Study questions:
**a.** In the article about HarperCollins licensing books for A.I. training, what limit does the deal place on how much of a book's text an A.I. model may output?
**b.** Continue the article about HarperCollins licensing books for A.I. training, picking up after its last paragraph.

Earlier this month, Daniel Kibblesmith received an emailed memo from HarperCollins, one of the world’s largest publishing companies, offering $2,500 to license his 2017 children’s book Santa’s Husband over a three-year period. The catch? The title would be licensed to a tech company to help train an A.I. model. “Abominable,” the author wrote of the offer in a post on the microblogging site Bluesky.
With their troves of high-quality content, book publishers have emerged as an enticing target for A.I. companies in need of data to enhance the capabilities and knowledge of their A.I. systems. HarperCollins, a British-American publishing company and member of the “Big Five” publishing group, recently inked a partnership with Microsoft that will see some of its nonfiction books used to help the company train a new model, as reported by Bloomberg. In a statement to Observer, HarperCollins confirmed that it has “reached an agreement with an artificial intelligence technology company to allow limited use of select nonfiction backlist titles for training A.I. models.” Microsoft (MSFT) declined requests for comment.
HarperCollins noted that authors will be given the option to take or pass on the opportunity. “Part of our role is to present authors with opportunities for their consideration while simultaneously protecting the underlying value of their works and our shared revenue and royalty streams,” the publisher said. “This agreement, with its limited scope and clear guardrails around model output that respects author’s rights, does that.”
The deal’s guardrails include limiting the output of A.I. models to no more than 5 percent of a book’s text, according to a statement from the Authors Guild, the largest professional organization of writers in the U.S. HarperCollins’ A.I. licensing partnership will result in a $5,000 fee per title split evenly between the publisher and the author, said the organization. Although the Authors Guild described this arrangement as giving “far too much to the publisher,” it lauded the fact that HarperCollins will request individual permission from writers and described licensing as a way to “bring control over uses back to the authors and their partners.”

Material provided:
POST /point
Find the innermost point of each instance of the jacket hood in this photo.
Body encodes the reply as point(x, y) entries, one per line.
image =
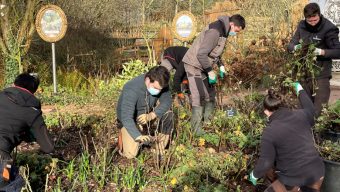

Set of answers:
**a.** No more than 5 percent of a book's text.

**b.**
Alongside writers like George R.R. Martin, Jonathan Franzen and Jodi Picoult, the Authors Guild last year sued OpenAI for allegedly using their work to train models without permission. Various authors have also filed similar copyright lawsuits against the likes of Anthropic, Meta (META) and Microsoft for training A.I. models on datasets of pirated books.
These concerns haven’t stopped publishers from striking lucrative deals with major tech companies. Academic publishers Wiley and Taylor & Francis earlier this year partnered with various A.I. developers to provide content for A.I. training, with Microsoft reportedly offering $10 million to the latter for access to its data. Oxford University Press has also said that it’s working with A.I. companies, while MIT Press recently told 404 Media it has been approached with several A.I. training offers.
As they run out of accessible high-quality data online, A.I. developers are increasingly seeking out new ways to get their hands on reliable and accurate content. News Corp, the parent company of HarperCollins, in May struck an agreement to provide stories from its news publications like the Wall Street Journal, Barron’s and the New York Post to OpenAI, which has similar deals with a bevy of publications including the Atlantic, Vox Media, the Associated Press, the Financial Times and Time Magazine. Microsoft, too, has content licensing arrangements with the likes of Reuters, Hearst Magazines and Axel Springer.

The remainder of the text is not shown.